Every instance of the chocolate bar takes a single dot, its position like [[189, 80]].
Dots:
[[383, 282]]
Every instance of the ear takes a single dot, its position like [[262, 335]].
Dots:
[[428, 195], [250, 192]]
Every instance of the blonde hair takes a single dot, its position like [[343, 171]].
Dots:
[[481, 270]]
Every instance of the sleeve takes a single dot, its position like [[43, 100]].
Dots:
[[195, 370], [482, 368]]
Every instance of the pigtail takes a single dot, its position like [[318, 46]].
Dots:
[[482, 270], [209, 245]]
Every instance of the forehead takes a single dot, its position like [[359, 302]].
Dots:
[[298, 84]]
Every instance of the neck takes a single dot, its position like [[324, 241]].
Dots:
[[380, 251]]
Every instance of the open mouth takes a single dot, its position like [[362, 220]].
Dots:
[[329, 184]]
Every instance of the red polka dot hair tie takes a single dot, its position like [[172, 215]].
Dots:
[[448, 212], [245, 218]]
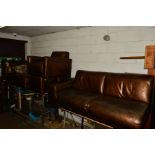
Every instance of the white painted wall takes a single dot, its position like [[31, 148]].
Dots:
[[89, 51], [19, 37]]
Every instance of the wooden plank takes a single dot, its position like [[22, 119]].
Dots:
[[133, 57]]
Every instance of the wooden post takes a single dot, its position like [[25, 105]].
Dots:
[[149, 64]]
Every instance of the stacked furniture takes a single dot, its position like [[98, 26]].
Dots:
[[118, 100], [37, 73]]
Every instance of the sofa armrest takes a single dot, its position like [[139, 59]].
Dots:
[[56, 88]]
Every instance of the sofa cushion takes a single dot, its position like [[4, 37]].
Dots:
[[113, 85], [75, 100], [89, 81], [117, 112], [136, 87]]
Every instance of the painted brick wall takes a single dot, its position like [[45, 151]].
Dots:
[[89, 51]]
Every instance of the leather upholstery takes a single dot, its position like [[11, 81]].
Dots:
[[14, 72], [117, 99], [60, 54], [37, 73], [47, 70]]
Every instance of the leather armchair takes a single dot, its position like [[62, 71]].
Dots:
[[14, 72], [43, 71]]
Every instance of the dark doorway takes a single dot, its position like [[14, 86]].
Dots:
[[12, 48]]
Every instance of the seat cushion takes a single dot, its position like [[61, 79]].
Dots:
[[75, 100], [118, 113]]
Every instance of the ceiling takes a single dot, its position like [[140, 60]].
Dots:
[[32, 31]]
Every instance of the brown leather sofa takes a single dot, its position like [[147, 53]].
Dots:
[[14, 72], [119, 100]]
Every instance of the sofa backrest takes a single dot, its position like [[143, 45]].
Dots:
[[89, 81], [136, 87]]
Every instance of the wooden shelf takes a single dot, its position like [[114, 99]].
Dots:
[[133, 57]]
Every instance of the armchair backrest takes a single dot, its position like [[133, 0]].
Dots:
[[36, 65]]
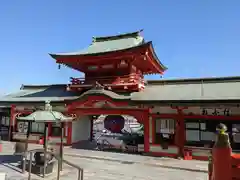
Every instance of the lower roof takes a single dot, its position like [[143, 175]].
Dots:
[[180, 90]]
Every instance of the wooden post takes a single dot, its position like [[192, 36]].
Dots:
[[61, 145], [45, 147], [221, 153]]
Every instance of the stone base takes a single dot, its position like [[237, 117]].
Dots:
[[38, 169]]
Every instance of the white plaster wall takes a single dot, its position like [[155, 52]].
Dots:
[[81, 129]]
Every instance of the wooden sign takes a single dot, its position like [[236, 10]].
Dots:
[[216, 111], [213, 111]]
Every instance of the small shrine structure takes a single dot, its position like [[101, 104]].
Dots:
[[179, 116]]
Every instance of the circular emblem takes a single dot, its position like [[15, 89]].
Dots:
[[22, 127], [114, 123]]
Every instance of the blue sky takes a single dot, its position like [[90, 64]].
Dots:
[[193, 38]]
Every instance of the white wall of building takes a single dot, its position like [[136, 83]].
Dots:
[[81, 129]]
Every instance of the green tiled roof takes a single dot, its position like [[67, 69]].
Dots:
[[53, 93], [46, 116], [205, 89], [109, 44], [190, 90]]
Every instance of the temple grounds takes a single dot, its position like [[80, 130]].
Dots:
[[111, 166]]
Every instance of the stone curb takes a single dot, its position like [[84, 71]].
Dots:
[[133, 162]]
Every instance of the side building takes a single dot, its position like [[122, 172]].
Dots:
[[179, 116]]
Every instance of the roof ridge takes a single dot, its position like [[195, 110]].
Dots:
[[119, 36], [26, 86]]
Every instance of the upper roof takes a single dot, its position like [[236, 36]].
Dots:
[[114, 47], [176, 90], [108, 44]]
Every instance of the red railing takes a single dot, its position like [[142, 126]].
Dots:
[[115, 80]]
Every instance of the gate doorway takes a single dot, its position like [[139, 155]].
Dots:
[[4, 125], [101, 135]]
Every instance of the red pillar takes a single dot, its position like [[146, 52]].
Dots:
[[146, 132], [180, 135], [222, 160], [12, 121]]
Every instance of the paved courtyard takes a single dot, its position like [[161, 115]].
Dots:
[[112, 166]]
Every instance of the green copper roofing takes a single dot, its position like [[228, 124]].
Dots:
[[46, 115], [109, 44]]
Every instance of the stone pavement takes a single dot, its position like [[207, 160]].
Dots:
[[110, 166]]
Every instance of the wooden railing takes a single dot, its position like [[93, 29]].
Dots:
[[132, 78]]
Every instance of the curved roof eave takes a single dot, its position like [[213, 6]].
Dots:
[[156, 57], [54, 56]]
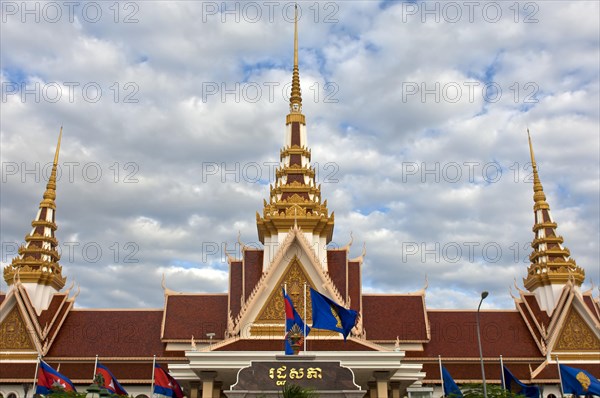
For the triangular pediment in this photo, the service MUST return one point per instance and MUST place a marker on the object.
(576, 335)
(294, 264)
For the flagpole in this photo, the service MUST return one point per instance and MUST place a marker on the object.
(502, 372)
(35, 376)
(441, 376)
(305, 320)
(95, 368)
(153, 367)
(284, 315)
(562, 392)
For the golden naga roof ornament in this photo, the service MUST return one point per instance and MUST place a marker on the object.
(38, 258)
(295, 114)
(538, 191)
(550, 260)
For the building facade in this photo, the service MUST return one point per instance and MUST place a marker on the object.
(205, 339)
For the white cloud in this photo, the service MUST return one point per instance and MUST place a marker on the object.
(173, 184)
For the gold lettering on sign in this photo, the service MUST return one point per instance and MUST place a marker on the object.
(577, 335)
(314, 373)
(13, 333)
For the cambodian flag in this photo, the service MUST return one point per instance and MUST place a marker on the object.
(110, 382)
(292, 318)
(49, 378)
(165, 385)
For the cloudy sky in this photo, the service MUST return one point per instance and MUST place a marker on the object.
(174, 114)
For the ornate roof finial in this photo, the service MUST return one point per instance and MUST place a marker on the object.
(550, 260)
(538, 191)
(295, 114)
(37, 263)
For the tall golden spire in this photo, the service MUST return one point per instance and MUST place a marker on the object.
(295, 114)
(550, 261)
(50, 194)
(539, 197)
(295, 198)
(37, 262)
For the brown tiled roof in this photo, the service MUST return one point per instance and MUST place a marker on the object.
(252, 269)
(235, 287)
(540, 315)
(530, 320)
(336, 264)
(195, 314)
(386, 317)
(454, 335)
(47, 315)
(354, 285)
(109, 333)
(16, 372)
(550, 372)
(465, 372)
(277, 345)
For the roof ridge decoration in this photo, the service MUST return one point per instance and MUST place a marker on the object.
(550, 261)
(38, 258)
(293, 234)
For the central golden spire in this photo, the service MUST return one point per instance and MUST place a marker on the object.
(38, 258)
(550, 260)
(295, 114)
(539, 197)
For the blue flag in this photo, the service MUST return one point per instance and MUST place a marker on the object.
(450, 387)
(578, 381)
(110, 382)
(292, 318)
(514, 385)
(49, 379)
(329, 315)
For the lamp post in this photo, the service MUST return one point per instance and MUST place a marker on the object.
(483, 296)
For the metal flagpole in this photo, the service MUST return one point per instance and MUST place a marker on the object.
(153, 367)
(35, 376)
(284, 314)
(305, 317)
(562, 391)
(502, 373)
(95, 368)
(442, 376)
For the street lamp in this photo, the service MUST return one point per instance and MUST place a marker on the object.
(483, 296)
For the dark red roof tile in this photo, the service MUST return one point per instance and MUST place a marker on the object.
(454, 334)
(336, 264)
(195, 314)
(252, 269)
(109, 333)
(386, 317)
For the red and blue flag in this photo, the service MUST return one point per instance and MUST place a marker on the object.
(329, 315)
(110, 382)
(292, 318)
(165, 385)
(49, 379)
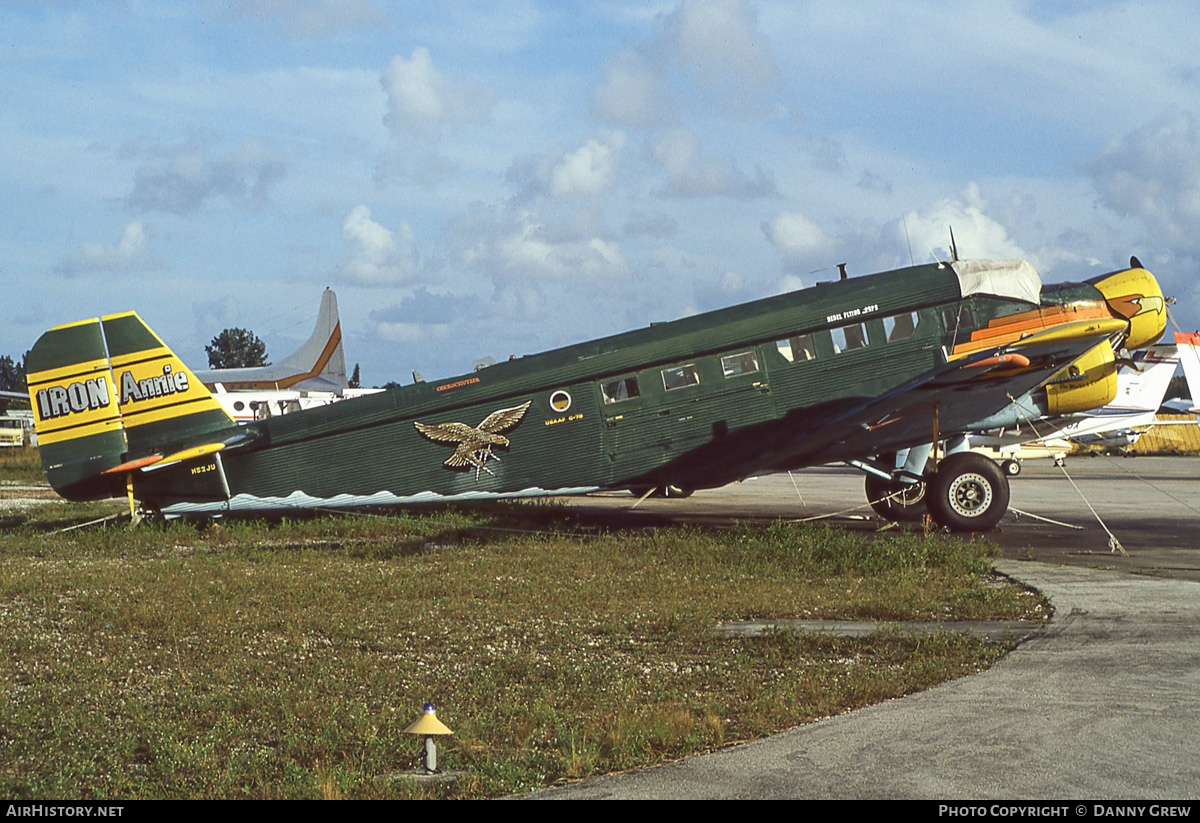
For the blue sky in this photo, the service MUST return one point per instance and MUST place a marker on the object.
(503, 178)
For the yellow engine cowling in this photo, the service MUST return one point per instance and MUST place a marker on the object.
(1135, 295)
(1089, 383)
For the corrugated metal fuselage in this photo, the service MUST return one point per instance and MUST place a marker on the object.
(797, 379)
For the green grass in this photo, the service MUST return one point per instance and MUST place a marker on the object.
(283, 660)
(23, 466)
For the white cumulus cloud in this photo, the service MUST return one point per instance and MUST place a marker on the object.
(588, 169)
(384, 257)
(1152, 174)
(976, 233)
(126, 254)
(689, 174)
(796, 236)
(421, 100)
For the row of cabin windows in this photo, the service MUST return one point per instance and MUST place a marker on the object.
(793, 349)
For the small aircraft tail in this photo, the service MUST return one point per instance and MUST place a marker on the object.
(1189, 355)
(1144, 389)
(319, 365)
(322, 356)
(108, 397)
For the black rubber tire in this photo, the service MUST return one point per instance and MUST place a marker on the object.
(907, 505)
(969, 493)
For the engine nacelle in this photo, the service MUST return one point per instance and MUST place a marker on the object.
(1089, 383)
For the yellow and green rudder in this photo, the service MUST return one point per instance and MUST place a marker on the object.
(108, 398)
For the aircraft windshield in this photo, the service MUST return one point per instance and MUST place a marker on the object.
(1003, 278)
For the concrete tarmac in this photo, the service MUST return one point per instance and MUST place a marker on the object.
(1104, 703)
(1150, 504)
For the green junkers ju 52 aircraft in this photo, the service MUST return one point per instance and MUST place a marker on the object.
(870, 371)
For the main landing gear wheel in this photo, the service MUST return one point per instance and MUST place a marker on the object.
(969, 493)
(895, 502)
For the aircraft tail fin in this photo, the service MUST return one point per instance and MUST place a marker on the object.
(1189, 355)
(322, 356)
(108, 392)
(1146, 389)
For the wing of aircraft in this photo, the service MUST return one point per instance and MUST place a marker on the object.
(869, 371)
(319, 365)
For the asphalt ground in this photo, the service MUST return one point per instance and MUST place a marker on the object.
(1102, 704)
(1150, 504)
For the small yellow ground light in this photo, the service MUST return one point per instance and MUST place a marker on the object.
(429, 727)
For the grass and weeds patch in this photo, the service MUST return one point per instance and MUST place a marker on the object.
(252, 659)
(22, 466)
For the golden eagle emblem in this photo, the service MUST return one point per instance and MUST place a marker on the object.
(475, 442)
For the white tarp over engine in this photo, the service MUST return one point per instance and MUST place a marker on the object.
(1002, 278)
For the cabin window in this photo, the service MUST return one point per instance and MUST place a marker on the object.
(797, 349)
(739, 364)
(958, 318)
(681, 377)
(619, 390)
(900, 326)
(847, 338)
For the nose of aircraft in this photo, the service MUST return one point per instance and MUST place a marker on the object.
(1135, 295)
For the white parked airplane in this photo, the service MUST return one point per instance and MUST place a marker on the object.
(319, 365)
(1141, 386)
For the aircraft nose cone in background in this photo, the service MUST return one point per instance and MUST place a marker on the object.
━━━━━━━━━━━━━━━━━━━━━━━━━━━━━━
Work request> Please copy every line of the data that carries the string "backrest".

Answer to this exercise>
Every instance of the sofa backrest takes a single dot, its position like [[143, 45]].
Every instance of the armchair backrest takes a single dot, its position like [[133, 0]].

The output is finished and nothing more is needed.